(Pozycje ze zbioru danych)
##############################

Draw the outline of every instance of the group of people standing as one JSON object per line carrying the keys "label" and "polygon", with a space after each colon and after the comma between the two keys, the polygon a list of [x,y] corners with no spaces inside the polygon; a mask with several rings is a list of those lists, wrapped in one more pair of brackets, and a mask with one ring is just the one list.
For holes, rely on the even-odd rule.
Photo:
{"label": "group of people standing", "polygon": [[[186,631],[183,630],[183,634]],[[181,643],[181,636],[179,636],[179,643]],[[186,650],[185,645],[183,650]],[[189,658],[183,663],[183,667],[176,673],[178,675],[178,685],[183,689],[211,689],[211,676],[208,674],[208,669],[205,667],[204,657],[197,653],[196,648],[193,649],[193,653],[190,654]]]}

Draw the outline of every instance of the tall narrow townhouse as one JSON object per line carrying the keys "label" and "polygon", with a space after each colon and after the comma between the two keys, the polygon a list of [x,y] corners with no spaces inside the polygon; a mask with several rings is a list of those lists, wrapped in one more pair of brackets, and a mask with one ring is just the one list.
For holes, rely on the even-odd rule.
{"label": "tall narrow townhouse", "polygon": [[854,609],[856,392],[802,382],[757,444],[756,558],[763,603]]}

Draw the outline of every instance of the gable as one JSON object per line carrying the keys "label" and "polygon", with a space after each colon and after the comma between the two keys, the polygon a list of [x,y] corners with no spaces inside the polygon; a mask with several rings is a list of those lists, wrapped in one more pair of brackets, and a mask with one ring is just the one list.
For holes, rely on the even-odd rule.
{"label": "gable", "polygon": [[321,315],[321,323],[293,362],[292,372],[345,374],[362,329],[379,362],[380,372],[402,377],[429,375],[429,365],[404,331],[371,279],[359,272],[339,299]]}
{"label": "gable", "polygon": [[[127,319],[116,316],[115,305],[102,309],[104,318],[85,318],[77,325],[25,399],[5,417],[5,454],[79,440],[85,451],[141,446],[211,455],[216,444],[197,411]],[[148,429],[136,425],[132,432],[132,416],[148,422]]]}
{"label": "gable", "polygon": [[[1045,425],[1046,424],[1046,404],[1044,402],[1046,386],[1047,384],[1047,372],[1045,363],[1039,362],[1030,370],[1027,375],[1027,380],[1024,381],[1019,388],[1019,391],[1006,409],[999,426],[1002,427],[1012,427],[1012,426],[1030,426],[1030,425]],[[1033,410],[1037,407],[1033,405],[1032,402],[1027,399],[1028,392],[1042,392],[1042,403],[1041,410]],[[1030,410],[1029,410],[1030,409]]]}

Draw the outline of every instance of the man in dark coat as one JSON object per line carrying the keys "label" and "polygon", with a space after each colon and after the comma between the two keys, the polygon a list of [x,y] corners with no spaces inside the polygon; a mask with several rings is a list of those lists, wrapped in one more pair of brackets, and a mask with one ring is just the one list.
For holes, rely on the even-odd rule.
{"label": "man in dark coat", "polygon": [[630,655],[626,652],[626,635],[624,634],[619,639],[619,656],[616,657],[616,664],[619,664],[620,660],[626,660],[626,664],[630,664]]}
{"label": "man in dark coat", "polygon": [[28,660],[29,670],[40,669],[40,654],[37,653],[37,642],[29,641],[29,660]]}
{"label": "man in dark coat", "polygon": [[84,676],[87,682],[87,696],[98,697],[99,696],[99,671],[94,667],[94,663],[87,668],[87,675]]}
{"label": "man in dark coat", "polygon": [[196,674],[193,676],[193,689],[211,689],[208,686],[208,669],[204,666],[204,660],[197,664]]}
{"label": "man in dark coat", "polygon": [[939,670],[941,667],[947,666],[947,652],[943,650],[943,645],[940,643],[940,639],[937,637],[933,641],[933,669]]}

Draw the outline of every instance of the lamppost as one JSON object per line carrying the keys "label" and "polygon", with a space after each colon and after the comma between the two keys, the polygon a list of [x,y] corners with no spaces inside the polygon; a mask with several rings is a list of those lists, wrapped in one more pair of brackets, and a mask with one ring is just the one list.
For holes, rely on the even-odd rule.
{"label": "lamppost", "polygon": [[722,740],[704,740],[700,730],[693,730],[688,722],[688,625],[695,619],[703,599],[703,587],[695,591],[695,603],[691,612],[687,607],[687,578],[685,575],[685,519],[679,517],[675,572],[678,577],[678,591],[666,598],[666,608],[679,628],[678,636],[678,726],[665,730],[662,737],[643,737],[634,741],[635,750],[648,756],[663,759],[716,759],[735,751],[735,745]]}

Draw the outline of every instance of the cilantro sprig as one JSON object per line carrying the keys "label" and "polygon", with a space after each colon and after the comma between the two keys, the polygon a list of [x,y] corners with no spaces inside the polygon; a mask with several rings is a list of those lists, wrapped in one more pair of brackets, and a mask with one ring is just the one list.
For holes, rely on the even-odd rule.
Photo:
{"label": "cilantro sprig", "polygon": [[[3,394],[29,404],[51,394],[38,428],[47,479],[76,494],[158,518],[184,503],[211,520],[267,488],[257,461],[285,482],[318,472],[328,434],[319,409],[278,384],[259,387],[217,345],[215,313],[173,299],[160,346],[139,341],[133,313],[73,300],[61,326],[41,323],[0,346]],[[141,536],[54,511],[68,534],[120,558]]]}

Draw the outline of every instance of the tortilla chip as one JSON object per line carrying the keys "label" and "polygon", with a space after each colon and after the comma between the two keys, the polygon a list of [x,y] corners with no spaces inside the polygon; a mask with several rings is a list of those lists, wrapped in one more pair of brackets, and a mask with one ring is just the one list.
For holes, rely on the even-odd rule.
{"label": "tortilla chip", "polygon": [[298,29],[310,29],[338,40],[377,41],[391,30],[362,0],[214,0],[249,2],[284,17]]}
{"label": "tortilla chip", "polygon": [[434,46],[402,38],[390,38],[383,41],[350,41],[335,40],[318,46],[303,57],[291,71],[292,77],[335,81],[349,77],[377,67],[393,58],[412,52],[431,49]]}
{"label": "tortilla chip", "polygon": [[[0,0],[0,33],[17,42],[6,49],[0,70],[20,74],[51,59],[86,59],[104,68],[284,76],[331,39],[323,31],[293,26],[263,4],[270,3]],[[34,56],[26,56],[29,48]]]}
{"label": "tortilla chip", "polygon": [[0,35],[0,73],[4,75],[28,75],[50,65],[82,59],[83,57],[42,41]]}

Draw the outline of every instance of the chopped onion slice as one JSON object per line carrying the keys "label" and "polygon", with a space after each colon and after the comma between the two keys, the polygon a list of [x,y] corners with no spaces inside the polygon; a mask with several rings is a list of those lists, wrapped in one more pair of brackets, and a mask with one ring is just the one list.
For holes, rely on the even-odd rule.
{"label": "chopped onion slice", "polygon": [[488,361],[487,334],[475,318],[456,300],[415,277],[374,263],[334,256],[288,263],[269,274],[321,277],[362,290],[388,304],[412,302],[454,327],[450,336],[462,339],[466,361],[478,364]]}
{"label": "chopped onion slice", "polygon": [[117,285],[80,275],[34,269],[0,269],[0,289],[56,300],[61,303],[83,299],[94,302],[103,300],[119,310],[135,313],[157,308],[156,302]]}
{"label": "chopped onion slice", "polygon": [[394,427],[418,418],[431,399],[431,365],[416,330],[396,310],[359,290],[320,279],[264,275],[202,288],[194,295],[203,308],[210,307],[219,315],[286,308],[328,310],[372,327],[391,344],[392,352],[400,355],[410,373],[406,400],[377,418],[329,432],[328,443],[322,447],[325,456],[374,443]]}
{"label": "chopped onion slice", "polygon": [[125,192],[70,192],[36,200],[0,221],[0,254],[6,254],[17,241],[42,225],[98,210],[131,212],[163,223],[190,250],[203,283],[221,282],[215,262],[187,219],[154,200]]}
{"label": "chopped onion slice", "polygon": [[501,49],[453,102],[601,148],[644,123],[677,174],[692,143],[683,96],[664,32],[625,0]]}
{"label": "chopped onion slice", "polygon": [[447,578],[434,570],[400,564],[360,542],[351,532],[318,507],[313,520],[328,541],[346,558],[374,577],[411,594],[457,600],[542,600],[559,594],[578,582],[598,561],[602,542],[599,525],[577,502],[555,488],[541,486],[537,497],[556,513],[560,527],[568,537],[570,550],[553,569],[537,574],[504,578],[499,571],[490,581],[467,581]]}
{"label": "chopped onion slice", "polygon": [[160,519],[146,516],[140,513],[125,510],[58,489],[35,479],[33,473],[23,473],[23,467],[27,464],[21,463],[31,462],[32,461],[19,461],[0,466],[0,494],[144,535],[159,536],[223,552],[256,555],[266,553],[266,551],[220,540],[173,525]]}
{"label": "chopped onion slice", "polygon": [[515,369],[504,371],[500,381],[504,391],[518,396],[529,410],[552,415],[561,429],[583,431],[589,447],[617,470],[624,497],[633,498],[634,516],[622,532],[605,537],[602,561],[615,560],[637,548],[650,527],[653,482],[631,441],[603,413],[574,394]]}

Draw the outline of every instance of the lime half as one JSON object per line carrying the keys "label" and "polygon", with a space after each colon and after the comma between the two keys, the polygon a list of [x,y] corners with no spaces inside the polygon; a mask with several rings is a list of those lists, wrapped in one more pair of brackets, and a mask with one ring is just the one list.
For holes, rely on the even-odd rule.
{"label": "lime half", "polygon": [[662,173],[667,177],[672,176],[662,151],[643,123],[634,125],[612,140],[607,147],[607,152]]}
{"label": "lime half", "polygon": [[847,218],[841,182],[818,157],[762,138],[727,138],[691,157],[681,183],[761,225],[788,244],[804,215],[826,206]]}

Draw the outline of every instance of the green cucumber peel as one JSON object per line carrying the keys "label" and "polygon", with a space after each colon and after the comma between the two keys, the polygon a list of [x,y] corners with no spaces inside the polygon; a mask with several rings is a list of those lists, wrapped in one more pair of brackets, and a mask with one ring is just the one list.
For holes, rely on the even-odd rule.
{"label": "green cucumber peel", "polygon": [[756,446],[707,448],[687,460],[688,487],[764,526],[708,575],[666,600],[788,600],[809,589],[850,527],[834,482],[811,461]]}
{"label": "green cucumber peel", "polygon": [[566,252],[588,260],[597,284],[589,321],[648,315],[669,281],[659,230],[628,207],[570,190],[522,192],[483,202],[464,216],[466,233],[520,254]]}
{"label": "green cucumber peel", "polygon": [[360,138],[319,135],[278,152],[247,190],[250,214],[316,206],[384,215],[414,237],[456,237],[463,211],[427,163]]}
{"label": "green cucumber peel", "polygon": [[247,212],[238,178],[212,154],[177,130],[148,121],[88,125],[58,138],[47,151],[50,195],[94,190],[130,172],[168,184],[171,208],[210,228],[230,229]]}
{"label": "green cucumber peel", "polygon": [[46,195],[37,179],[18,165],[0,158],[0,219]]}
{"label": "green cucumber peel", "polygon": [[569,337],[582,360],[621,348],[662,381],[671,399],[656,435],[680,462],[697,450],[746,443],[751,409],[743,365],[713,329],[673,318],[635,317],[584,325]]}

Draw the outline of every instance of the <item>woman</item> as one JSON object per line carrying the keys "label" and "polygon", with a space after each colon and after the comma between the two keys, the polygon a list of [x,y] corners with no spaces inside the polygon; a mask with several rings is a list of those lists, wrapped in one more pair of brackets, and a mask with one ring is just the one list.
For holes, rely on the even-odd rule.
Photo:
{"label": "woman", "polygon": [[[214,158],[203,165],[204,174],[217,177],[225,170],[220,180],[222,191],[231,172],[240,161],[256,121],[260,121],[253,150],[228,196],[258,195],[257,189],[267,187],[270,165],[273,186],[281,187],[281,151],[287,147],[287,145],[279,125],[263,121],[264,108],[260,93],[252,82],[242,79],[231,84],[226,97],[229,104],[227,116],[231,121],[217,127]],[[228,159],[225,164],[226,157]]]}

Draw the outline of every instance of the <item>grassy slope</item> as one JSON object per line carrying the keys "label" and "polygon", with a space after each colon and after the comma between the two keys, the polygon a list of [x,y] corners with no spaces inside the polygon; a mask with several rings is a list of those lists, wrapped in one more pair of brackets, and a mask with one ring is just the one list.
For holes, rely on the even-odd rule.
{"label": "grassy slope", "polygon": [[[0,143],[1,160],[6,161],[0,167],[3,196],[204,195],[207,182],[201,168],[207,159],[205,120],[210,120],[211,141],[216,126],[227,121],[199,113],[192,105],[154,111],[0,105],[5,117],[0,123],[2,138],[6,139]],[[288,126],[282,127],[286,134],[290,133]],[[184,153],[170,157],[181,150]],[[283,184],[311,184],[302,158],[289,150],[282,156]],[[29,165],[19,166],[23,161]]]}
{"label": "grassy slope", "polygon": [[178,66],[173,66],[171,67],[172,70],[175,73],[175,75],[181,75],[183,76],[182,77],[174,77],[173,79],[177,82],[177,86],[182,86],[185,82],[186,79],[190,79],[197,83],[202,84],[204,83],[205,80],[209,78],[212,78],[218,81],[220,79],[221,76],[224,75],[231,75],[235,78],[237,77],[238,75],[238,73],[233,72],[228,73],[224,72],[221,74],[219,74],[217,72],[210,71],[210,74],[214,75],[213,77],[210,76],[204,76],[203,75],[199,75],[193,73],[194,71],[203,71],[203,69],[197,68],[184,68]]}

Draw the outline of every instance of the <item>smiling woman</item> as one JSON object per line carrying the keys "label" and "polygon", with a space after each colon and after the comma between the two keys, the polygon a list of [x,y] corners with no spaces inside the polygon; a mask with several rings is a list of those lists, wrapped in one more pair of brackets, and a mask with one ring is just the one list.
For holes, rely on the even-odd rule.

##############################

## WYMAGANIA ZADANIA
Policz, w ilu wierszach powyższych pozycji występuje ciąg „sprig”, biorąc pod uwagę wielkość liter. Podaj tylko liczbę.

## ODPOWIEDŹ PISEMNA
2